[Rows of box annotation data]
%%

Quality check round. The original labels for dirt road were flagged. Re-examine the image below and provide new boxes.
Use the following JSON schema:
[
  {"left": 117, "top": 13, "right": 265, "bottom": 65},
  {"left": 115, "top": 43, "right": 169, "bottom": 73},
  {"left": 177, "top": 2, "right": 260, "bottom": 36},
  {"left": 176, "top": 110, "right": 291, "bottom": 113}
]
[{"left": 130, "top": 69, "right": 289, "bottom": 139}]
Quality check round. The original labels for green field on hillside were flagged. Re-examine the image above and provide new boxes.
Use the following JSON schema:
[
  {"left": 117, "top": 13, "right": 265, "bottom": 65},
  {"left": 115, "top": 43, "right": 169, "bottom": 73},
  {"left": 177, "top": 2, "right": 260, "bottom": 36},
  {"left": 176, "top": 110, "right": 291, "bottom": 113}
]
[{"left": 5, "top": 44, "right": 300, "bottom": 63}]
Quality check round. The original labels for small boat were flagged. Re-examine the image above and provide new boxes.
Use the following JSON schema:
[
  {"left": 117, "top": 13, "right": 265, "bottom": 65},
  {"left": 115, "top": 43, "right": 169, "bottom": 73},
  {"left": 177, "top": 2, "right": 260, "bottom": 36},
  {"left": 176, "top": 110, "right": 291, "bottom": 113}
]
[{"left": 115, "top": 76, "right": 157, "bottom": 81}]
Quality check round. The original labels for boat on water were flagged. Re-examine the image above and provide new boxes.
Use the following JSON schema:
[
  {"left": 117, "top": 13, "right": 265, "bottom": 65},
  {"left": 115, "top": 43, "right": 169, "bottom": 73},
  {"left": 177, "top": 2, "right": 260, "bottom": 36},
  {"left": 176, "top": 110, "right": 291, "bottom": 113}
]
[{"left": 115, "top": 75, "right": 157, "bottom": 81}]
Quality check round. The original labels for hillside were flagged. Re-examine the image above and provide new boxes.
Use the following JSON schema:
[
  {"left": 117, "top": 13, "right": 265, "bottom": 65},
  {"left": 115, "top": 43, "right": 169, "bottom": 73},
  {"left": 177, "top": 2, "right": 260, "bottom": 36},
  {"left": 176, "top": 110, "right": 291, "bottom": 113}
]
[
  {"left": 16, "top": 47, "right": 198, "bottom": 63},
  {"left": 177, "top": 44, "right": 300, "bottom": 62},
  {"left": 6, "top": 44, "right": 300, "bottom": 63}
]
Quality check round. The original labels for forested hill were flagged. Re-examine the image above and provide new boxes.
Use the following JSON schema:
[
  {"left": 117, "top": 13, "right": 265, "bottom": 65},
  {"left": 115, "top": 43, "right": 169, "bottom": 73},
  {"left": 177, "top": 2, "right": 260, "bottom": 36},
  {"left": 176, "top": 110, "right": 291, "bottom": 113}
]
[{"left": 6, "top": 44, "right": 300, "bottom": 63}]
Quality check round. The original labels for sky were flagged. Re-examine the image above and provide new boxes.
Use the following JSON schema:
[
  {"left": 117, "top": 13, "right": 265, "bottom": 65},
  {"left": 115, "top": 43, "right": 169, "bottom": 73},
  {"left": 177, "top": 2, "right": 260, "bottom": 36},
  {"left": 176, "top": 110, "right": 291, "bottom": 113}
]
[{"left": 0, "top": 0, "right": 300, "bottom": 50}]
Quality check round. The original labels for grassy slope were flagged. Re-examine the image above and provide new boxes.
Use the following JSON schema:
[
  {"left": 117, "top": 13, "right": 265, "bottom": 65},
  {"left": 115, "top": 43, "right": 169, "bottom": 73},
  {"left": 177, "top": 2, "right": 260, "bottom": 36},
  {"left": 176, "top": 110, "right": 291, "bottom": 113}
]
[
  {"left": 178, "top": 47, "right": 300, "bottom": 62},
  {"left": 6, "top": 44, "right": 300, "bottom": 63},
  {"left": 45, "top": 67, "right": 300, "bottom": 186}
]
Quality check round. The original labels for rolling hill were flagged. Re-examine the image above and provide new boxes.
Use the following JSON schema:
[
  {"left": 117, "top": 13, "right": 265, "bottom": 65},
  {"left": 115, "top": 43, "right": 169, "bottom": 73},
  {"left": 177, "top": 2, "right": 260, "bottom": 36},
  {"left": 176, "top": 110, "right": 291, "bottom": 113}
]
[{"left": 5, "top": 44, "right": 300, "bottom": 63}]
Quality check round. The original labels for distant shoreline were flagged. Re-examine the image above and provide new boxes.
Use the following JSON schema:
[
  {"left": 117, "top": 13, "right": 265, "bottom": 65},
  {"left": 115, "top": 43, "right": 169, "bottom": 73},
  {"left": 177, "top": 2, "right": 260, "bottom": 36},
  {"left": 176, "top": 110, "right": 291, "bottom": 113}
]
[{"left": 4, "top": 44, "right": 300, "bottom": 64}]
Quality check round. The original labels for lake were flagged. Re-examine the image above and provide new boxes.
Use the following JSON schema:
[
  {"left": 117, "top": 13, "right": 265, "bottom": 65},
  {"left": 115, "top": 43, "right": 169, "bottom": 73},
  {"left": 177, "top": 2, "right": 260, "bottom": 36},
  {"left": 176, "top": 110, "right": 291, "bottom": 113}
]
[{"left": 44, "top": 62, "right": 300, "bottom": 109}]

%%

Please select each line in the items that contains the word "above", and copy those lines out.

Quality check round. The original labels for green field on hillside were flagged. Re-examine the image above and provide new boxes.
Quality check round. The original labels for small boat were flagged. Re-examine the image above and provide new boxes.
Quality check round. The original labels for boat on water were flagged. Re-examine the image above and provide new boxes.
Quality check round. The original labels for hillside were flagged. Re-examine the image above and provide new boxes.
Quality check round. The original labels for forested hill were flagged. Re-examine the image above and provide new boxes.
Quality check round. The original labels for sky were flagged. Re-examine the image above and provide new boxes.
Quality check round. The original labels for grassy slope were flagged. Re-examine the image above and provide new boxes.
Quality check round. The original labels for rolling hill were flagged. Re-examine the image above and provide new boxes.
Quality check round. The original labels for distant shoreline were flagged. Re-examine the image above and provide new boxes.
Quality check round. The original labels for lake were flagged. Re-examine the image above and provide new boxes.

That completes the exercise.